| EXERCISE SET |
[1] In the Maundy Thursday poem on the Easter Triduum page, list the four natural forces named in the lines from "For here the earth" through "gentle touch."
[2] According to the Easter Triduum page, why had the Roman soldiers in Hemingway's story worked double shifts that week?
[3] Print the passage of the Easter Triduum page from "And here He" up to and including "at our feet.".

Tag Archives: Easter Triduum

Maundy Thursday

Gethsemane, art by Julia Stankova

Here is the source of every sacrament,

The all-transforming presence of the Lord,

Replenishing our every element

Remaking us in his creative Word.

For here the earth herself gives bread and wine,

The air delights to bear his Spirit’s speech,

The fire dances where the candles shine,

The waters cleanse us with His gentle touch.

And here He shows the full extent of love

To us whose love is always incomplete,

In vain we search the heavens high above,

The God of love is kneeling at our feet.

Though we betray Him, though it is the night.

He meets us here and loves us into light.

~ A poem by Malcolm Guite

Good Friday

 

cross of Christ

Photo taken by me at the Parroquia Santa Teresa de l’Infant Jesus in Gràcia (Barcelona, Spain) 

 

John 18: 1-19, 42


The Passion of Our Lord Jesus Christ according to Saint John.


 

In Ernest Hemingway’s short story “Today is Friday,” three Roman soldiers are unwinding in a Jerusalem bar on a Friday night. It had been a long, hard week. It was Passover, which meant that they had worked double shifts because of the crowds. And to make things worse, a would-be Messiah named Jesus had ridden into Jerusalem the previous Sunday and almost caused a riot. But everything had taken care of itself. Passover was coming to an end, and when Jesus was crucified his disciples dispersed.

While downing their drinks, two soldiers are talking about their day’s work.

1st Soldier: Ain’t I seen ’em? I seen plenty of them [crucified]. I tell you [Jesus] was pretty good in there today.

2nd Soldier: You’re a regular Christer, big boy.

1st Soldier: Sure, go on and kid him. But listen while I tell you something. He was pretty good in there today. (210)

A third soldier remains quiet. He is sick. He had seen just as many crucifixions as the other two, but somehow this one had been different. He cannot put into words how it was different or what he had seen but it had made him sick. The story ends with the soldiers going back to the barracks and one of them saying to his sick comrade, “You been out here too long. That’s all.”

| INFORMATION PROVIDED |

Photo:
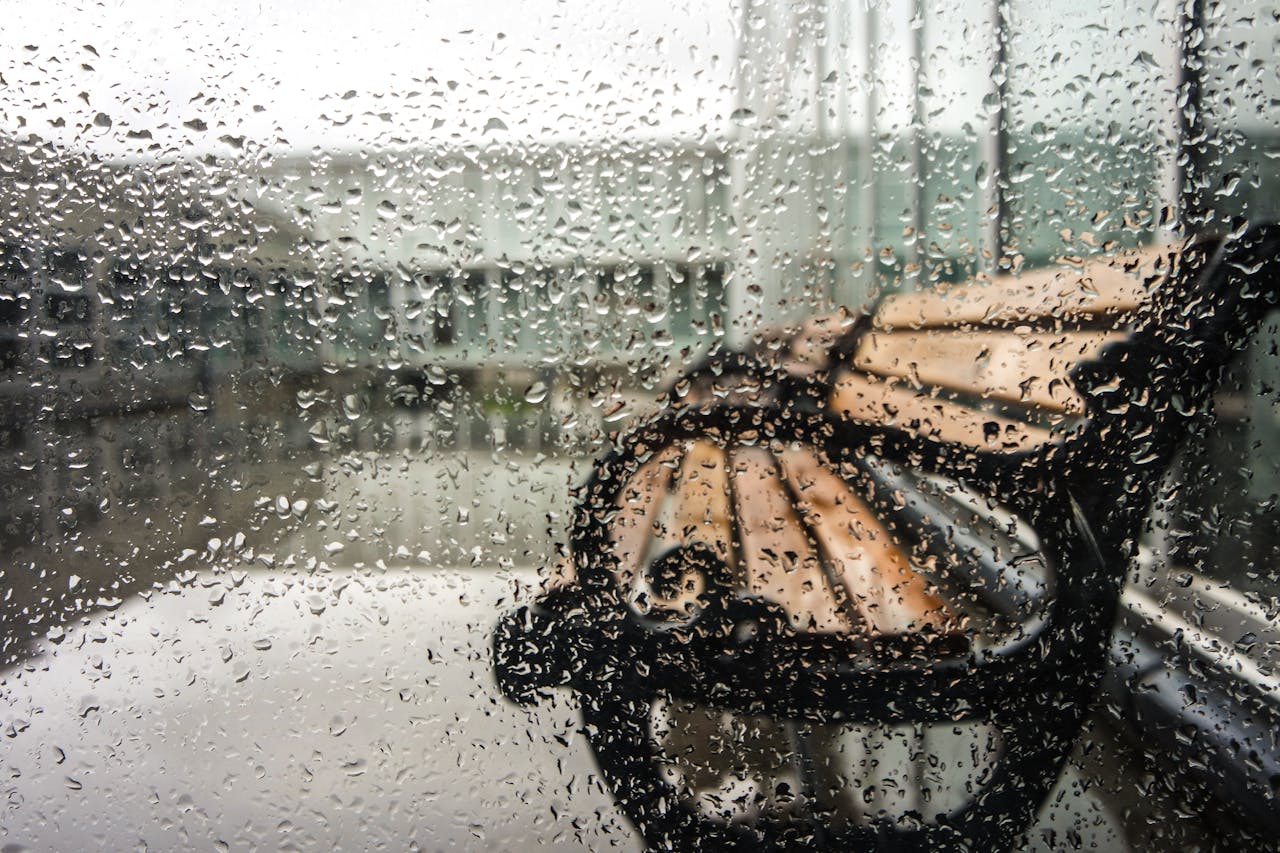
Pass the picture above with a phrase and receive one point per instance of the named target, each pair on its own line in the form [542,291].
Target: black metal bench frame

| EXPECTED RESPONSES |
[1] earth, air, fire, waters

[2] It was Passover, so they worked double shifts because of the crowds.

[3]
And here He shows the full extent of love

To us whose love is always incomplete,

In vain we search the heavens high above,

The God of love is kneeling at our feet.